작성 요청:
아래 모든 줄을 다시 쓰되, "dot" 자리만 "point"로 바꾸고 나머지는 그대로 두세요. 그림을 나타내는 줄은 답에서 빼세요.
--------------------------------
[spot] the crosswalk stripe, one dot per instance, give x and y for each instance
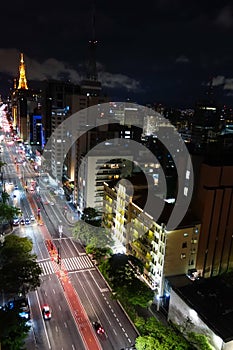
(77, 263)
(47, 268)
(71, 264)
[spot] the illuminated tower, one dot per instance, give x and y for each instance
(22, 75)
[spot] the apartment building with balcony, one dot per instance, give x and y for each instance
(164, 253)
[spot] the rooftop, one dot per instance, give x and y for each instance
(212, 299)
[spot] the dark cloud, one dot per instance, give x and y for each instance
(156, 50)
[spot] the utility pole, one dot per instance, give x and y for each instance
(60, 230)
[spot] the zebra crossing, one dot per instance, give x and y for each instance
(82, 262)
(78, 263)
(47, 267)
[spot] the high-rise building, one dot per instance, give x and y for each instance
(143, 234)
(213, 206)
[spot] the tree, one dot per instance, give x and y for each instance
(1, 165)
(91, 216)
(5, 197)
(123, 273)
(7, 212)
(98, 237)
(19, 271)
(154, 333)
(13, 329)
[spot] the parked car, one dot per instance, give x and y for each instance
(46, 312)
(27, 221)
(32, 218)
(98, 328)
(16, 221)
(22, 221)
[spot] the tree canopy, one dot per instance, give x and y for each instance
(19, 271)
(7, 212)
(154, 335)
(13, 329)
(123, 273)
(99, 237)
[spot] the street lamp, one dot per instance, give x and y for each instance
(60, 230)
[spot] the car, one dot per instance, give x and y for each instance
(32, 218)
(46, 312)
(27, 221)
(22, 221)
(15, 221)
(98, 328)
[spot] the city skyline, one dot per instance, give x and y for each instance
(162, 52)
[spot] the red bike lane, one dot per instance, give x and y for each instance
(84, 326)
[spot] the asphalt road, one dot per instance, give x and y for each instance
(83, 288)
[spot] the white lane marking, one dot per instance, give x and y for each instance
(47, 337)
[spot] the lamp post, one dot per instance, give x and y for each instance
(60, 230)
(2, 239)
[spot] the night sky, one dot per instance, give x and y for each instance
(149, 51)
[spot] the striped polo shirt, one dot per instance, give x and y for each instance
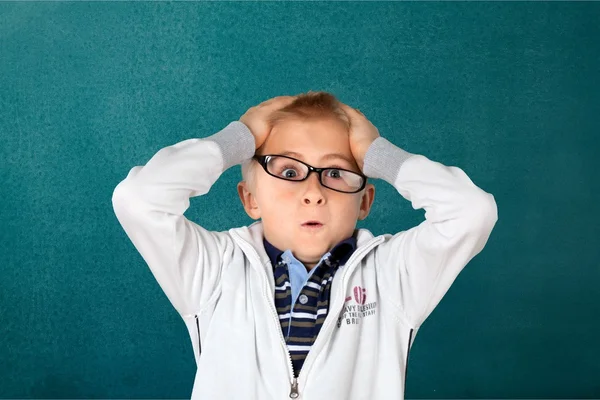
(305, 293)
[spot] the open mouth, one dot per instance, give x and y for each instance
(312, 224)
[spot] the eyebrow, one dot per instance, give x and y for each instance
(326, 157)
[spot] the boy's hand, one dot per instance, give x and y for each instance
(255, 117)
(362, 133)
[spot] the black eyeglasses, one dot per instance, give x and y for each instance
(290, 169)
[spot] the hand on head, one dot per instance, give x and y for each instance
(256, 117)
(362, 133)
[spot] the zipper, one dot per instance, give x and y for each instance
(407, 354)
(294, 393)
(198, 327)
(326, 329)
(294, 383)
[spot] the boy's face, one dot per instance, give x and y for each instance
(284, 206)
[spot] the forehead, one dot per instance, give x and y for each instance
(311, 141)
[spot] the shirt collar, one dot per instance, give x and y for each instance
(341, 252)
--------------------------------
작업 결과:
[spot] the crosswalk stripe, one point per instance, give x and y for each instance
(77, 263)
(47, 268)
(71, 264)
[spot] the illuminated tower, one point per instance, give x and y for each instance
(22, 75)
[spot] the apartment building with balcony, one point per instance, give x and y for each instance
(164, 253)
[spot] the rooftop, one point per instance, give x and y for each instance
(212, 299)
[spot] the dark cloud, one point per instance, give x and y for each instance
(156, 50)
[spot] the utility pole, one point per instance, give x and y for each instance
(60, 230)
[spot] the zebra crossing, one point per instance, give x and y for each instance
(82, 262)
(78, 263)
(47, 267)
[spot] the high-rise building, one point per instance, give x and y for each instance
(143, 234)
(213, 206)
[spot] the tree, one point per instance, give x and y for each instance
(1, 165)
(91, 216)
(5, 197)
(123, 273)
(7, 212)
(98, 237)
(19, 271)
(154, 333)
(13, 329)
[spot] the parked car, one point per instance, give x and y for each instance
(46, 312)
(27, 221)
(32, 218)
(98, 328)
(16, 221)
(22, 221)
[spot] the tree canopy, one point per instance, give x and y for each instance
(19, 271)
(7, 212)
(154, 335)
(13, 329)
(123, 273)
(99, 237)
[spot] the street lamp, one point per instance, give x and y for each instance
(60, 230)
[spot] the car, one point per instance, give x and y for each instance
(32, 218)
(46, 312)
(27, 221)
(22, 221)
(15, 221)
(98, 328)
[spot] the city skyline, one point per instance, give x and y for each instance
(162, 52)
[spot] the red bike lane, one point per instance, give x and y for each instance
(84, 326)
[spot] the asphalt road, one point per instance, give x and y for each instance
(83, 288)
[spot] the white lane marking, one point per instance, give x and y for each instance
(47, 337)
[spot] the lamp post, one point per instance, give x and y for each instance
(60, 230)
(2, 239)
[spot] the night sky, one point per instance, give x and y for each instance
(149, 51)
[spot] the striped polo shirt, one point per instance, give x and y for each instance
(305, 293)
[spot] the open mouth, one point per instance, give x and y for each instance
(312, 224)
[spot] the eyebrow, one point per instance, give x and y for each instance
(326, 157)
[spot] the boy's hand, one point per instance, give x and y for each instance
(255, 117)
(362, 133)
[spot] the black eyeglasses, one point per instance, give x and y for each instance
(290, 169)
[spot] the hand on head, one point per instance, give x and y for each instance
(256, 117)
(362, 133)
[spot] the zipper, one point per instance, give x and y for each instance
(407, 354)
(294, 393)
(198, 327)
(326, 329)
(294, 383)
[spot] the boy's face, one point per instance, give x and y for each instance
(284, 206)
[spot] the forehead, one point per instance, give x and y for each instance
(311, 141)
[spot] the shirt collar, one point per instance, give x and y for each instance
(341, 252)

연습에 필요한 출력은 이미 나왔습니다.